BEGIN GIVEN RECORDS

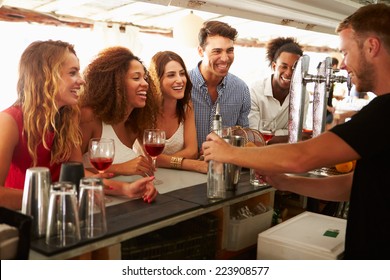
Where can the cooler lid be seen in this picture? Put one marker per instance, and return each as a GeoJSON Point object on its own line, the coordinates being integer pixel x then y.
{"type": "Point", "coordinates": [310, 231]}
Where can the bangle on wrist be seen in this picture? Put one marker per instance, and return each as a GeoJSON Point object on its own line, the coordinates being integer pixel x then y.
{"type": "Point", "coordinates": [176, 162]}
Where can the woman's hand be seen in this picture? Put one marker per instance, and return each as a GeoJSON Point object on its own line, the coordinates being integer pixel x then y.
{"type": "Point", "coordinates": [140, 165]}
{"type": "Point", "coordinates": [141, 188]}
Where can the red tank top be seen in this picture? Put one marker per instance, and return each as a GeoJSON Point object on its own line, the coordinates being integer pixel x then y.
{"type": "Point", "coordinates": [21, 159]}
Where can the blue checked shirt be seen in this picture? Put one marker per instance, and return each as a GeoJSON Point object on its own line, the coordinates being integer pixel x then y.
{"type": "Point", "coordinates": [233, 98]}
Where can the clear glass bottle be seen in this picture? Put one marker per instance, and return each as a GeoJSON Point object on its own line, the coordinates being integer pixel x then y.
{"type": "Point", "coordinates": [215, 174]}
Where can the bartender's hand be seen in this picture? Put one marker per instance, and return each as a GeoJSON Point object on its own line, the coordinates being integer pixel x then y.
{"type": "Point", "coordinates": [141, 188]}
{"type": "Point", "coordinates": [215, 148]}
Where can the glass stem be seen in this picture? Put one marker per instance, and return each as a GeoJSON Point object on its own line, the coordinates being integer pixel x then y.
{"type": "Point", "coordinates": [154, 162]}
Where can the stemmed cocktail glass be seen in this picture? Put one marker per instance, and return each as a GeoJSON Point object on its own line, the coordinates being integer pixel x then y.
{"type": "Point", "coordinates": [154, 144]}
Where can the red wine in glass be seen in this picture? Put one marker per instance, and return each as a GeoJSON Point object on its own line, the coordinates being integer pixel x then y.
{"type": "Point", "coordinates": [267, 129]}
{"type": "Point", "coordinates": [101, 164]}
{"type": "Point", "coordinates": [154, 143]}
{"type": "Point", "coordinates": [101, 153]}
{"type": "Point", "coordinates": [154, 149]}
{"type": "Point", "coordinates": [267, 135]}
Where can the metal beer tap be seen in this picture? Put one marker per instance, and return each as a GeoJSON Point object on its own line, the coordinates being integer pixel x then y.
{"type": "Point", "coordinates": [324, 79]}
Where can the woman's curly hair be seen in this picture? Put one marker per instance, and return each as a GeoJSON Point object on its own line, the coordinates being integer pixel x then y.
{"type": "Point", "coordinates": [38, 86]}
{"type": "Point", "coordinates": [156, 72]}
{"type": "Point", "coordinates": [106, 94]}
{"type": "Point", "coordinates": [278, 45]}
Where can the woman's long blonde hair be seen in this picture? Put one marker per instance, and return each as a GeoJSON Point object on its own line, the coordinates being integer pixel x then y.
{"type": "Point", "coordinates": [38, 85]}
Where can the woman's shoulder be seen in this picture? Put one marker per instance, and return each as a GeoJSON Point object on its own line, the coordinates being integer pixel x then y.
{"type": "Point", "coordinates": [87, 115]}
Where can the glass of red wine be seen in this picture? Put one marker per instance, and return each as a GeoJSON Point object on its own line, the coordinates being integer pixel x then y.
{"type": "Point", "coordinates": [101, 153]}
{"type": "Point", "coordinates": [267, 129]}
{"type": "Point", "coordinates": [154, 144]}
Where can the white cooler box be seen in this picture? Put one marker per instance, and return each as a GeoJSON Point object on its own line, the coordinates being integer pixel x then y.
{"type": "Point", "coordinates": [307, 236]}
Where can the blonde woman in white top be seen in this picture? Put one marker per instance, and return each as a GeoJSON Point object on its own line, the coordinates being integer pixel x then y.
{"type": "Point", "coordinates": [171, 87]}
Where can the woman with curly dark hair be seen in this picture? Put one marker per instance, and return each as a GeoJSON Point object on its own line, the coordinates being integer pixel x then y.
{"type": "Point", "coordinates": [269, 95]}
{"type": "Point", "coordinates": [116, 103]}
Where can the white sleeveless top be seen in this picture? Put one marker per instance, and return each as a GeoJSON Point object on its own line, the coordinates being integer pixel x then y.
{"type": "Point", "coordinates": [122, 152]}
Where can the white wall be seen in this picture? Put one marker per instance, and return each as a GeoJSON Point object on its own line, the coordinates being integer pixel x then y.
{"type": "Point", "coordinates": [249, 63]}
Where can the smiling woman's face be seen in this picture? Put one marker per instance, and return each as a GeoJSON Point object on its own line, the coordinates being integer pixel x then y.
{"type": "Point", "coordinates": [136, 85]}
{"type": "Point", "coordinates": [71, 81]}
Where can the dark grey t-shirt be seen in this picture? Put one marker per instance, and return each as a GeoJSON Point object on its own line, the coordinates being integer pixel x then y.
{"type": "Point", "coordinates": [368, 133]}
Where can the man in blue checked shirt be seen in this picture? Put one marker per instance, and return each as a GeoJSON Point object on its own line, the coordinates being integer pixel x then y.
{"type": "Point", "coordinates": [212, 82]}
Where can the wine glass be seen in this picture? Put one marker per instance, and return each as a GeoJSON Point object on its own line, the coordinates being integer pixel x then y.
{"type": "Point", "coordinates": [267, 129]}
{"type": "Point", "coordinates": [101, 153]}
{"type": "Point", "coordinates": [154, 144]}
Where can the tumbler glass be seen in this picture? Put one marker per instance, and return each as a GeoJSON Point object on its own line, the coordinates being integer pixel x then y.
{"type": "Point", "coordinates": [63, 227]}
{"type": "Point", "coordinates": [92, 209]}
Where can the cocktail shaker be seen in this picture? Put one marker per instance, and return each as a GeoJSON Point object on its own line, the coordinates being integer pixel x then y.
{"type": "Point", "coordinates": [36, 198]}
{"type": "Point", "coordinates": [231, 171]}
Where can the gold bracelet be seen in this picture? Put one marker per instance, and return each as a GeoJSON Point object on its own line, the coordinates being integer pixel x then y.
{"type": "Point", "coordinates": [176, 162]}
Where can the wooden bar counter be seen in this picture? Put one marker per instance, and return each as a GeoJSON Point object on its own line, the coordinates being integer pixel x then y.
{"type": "Point", "coordinates": [182, 196]}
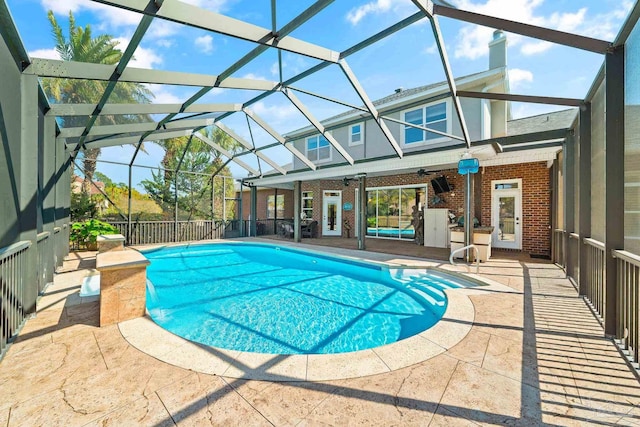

END GIVEN RECORDS

• [GIVEN INSTRUCTION]:
Print every line of the records above verbatim, leaving out the pictures.

• [FINISHED EXERCISE]:
Where can the cooler lid be seen in this picture? Put one marker per instance, and return each as a GeoJSON Point object on its own line, the coordinates being integer pixel x then y.
{"type": "Point", "coordinates": [310, 231]}
Where can the bangle on wrist be seen in this picture? Put one marker per instance, and return each as a GeoJSON Point object on its own line, the coordinates being integer pixel x then y.
{"type": "Point", "coordinates": [176, 162]}
Where can the woman's hand be seen in this picture? Put one marker per instance, and return each as a GeoJSON Point object on its own line, the coordinates being integer pixel x then y.
{"type": "Point", "coordinates": [140, 165]}
{"type": "Point", "coordinates": [141, 188]}
Where can the red tank top be seen in this picture? Put one marker per instance, and return each as a GeoJSON Point object on its own line, the coordinates being integer pixel x then y.
{"type": "Point", "coordinates": [21, 159]}
Where can the blue checked shirt be seen in this picture? Put one marker per instance, and return each as a GeoJSON Point object on its own line, the coordinates being integer pixel x then y.
{"type": "Point", "coordinates": [233, 98]}
Where can the clear glass bottle be seen in this picture? Put one marker per instance, and return each as a GeoJSON Point object on its own line, the coordinates being integer pixel x then y.
{"type": "Point", "coordinates": [215, 174]}
Where can the bartender's hand be seen in this picture? Put one marker per instance, and return each as a GeoJSON Point object on its own line, the coordinates being integer pixel x then y.
{"type": "Point", "coordinates": [141, 188]}
{"type": "Point", "coordinates": [215, 148]}
Where can the glass stem be seen in this picture? Put one marker per instance, and return each as a GeoJSON Point object on its own line, the coordinates being integer pixel x then y.
{"type": "Point", "coordinates": [154, 162]}
Where can the stemmed cocktail glass be seen in this picture? Put one marker per instance, and return each as a GeoJSON Point object on its own line, the coordinates being integer pixel x then y.
{"type": "Point", "coordinates": [154, 144]}
Where can the red wine in glass be seen in this picture? Put one marker per instance, and return each as a GeoJSON Point object on its own line, the coordinates being integer pixel x then y.
{"type": "Point", "coordinates": [267, 129]}
{"type": "Point", "coordinates": [101, 164]}
{"type": "Point", "coordinates": [154, 143]}
{"type": "Point", "coordinates": [101, 153]}
{"type": "Point", "coordinates": [154, 149]}
{"type": "Point", "coordinates": [267, 135]}
Where can the metal beer tap be seen in this picture? Put one marker per instance, and return each as a GeoJSON Point object on its own line, the coordinates being integer pixel x then y.
{"type": "Point", "coordinates": [324, 79]}
Where can the woman's curly hair be seen in this picture? Put one marker per instance, and return each as a GeoJSON Point object on its own line, the coordinates being integer pixel x then y.
{"type": "Point", "coordinates": [38, 86]}
{"type": "Point", "coordinates": [156, 72]}
{"type": "Point", "coordinates": [106, 94]}
{"type": "Point", "coordinates": [278, 45]}
Where can the woman's long blonde hair be seen in this picture? Put one marker per instance, and return each as a GeoJSON Point object on its own line, the coordinates being integer pixel x then y.
{"type": "Point", "coordinates": [38, 85]}
Where can the woman's shoulder be seen in this picture? Put one marker per instance, and return each as a GeoJSON Point object on its own line, the coordinates being integer pixel x then y.
{"type": "Point", "coordinates": [87, 115]}
Where can the glass of red wine be seen in this picture? Put one marker per instance, and return each as a GeoJSON Point object on its own line, the coordinates being integer pixel x then y.
{"type": "Point", "coordinates": [101, 153]}
{"type": "Point", "coordinates": [267, 129]}
{"type": "Point", "coordinates": [154, 144]}
Where can the white cooler box be seen in this picture? Put one marker per instance, and return each as a GeoJSON Point object on its own line, the coordinates being integer pixel x then y.
{"type": "Point", "coordinates": [307, 236]}
Where can the blonde woman in white top be seen in this picture? Put one marker per instance, and return each as a GeoJSON Point object on its own line, the coordinates being integer pixel x then y.
{"type": "Point", "coordinates": [171, 87]}
Where can the woman with curly dark hair be seen in this picture? Put one marker per instance, and return each as a GeoJSON Point object on its own line, the coordinates being integer pixel x then y.
{"type": "Point", "coordinates": [269, 95]}
{"type": "Point", "coordinates": [116, 103]}
Where can the white sleeveless top be seen in this picture? Put one marker per instance, and return each as a GeoJSON Point object on its own line, the coordinates being integer pixel x then y.
{"type": "Point", "coordinates": [122, 152]}
Where can the white wall be seen in this picture? Put one marker per instance, and return each as a GeoJSON Point object on its own line, the coordinates being integer pixel x then y.
{"type": "Point", "coordinates": [249, 63]}
Where can the smiling woman's face be seen in this picture? Put one marker per instance, and return each as a GeoJSON Point object on its own line, the coordinates being integer pixel x then y.
{"type": "Point", "coordinates": [136, 85]}
{"type": "Point", "coordinates": [71, 81]}
Where can the dark grey t-shirt be seen in this picture? Put one marker per instance, and return each as a GeoJSON Point object on its own line, the coordinates being integer pixel x then y.
{"type": "Point", "coordinates": [368, 133]}
Where can the man in blue checked shirt be seen in this picture? Put one marker per instance, and return each as a GeoJSON Point object on its own line, the coordinates being integer pixel x then y.
{"type": "Point", "coordinates": [212, 82]}
Where can the wine glass be seen in this picture? Put one marker per instance, and return each as a GeoJSON Point object on its own line, the coordinates being integer pixel x then y.
{"type": "Point", "coordinates": [267, 129]}
{"type": "Point", "coordinates": [101, 153]}
{"type": "Point", "coordinates": [154, 144]}
Where can the tumbler glass be seen in this picture? Put one marker per instance, and return each as a GeoJSON Point object on its own line, the coordinates being integer pixel x then y.
{"type": "Point", "coordinates": [63, 227]}
{"type": "Point", "coordinates": [92, 209]}
Where can the cocktail shaker be seen in this picture? Put one marker per instance, and return each as a GeoJSON Point object on its own line, the coordinates being integer pixel x then y.
{"type": "Point", "coordinates": [36, 198]}
{"type": "Point", "coordinates": [231, 171]}
Where can the gold bracelet be seen in this picture? Put one marker per instance, and return each as a GeoJSON Point object on its own line, the coordinates being integer pixel x then y.
{"type": "Point", "coordinates": [176, 162]}
Where can the wooden bar counter be seen in this picture? Put one marker per instance, and return each as a GeoJSON Point object on its own line, the coordinates being integer pixel x then y.
{"type": "Point", "coordinates": [182, 196]}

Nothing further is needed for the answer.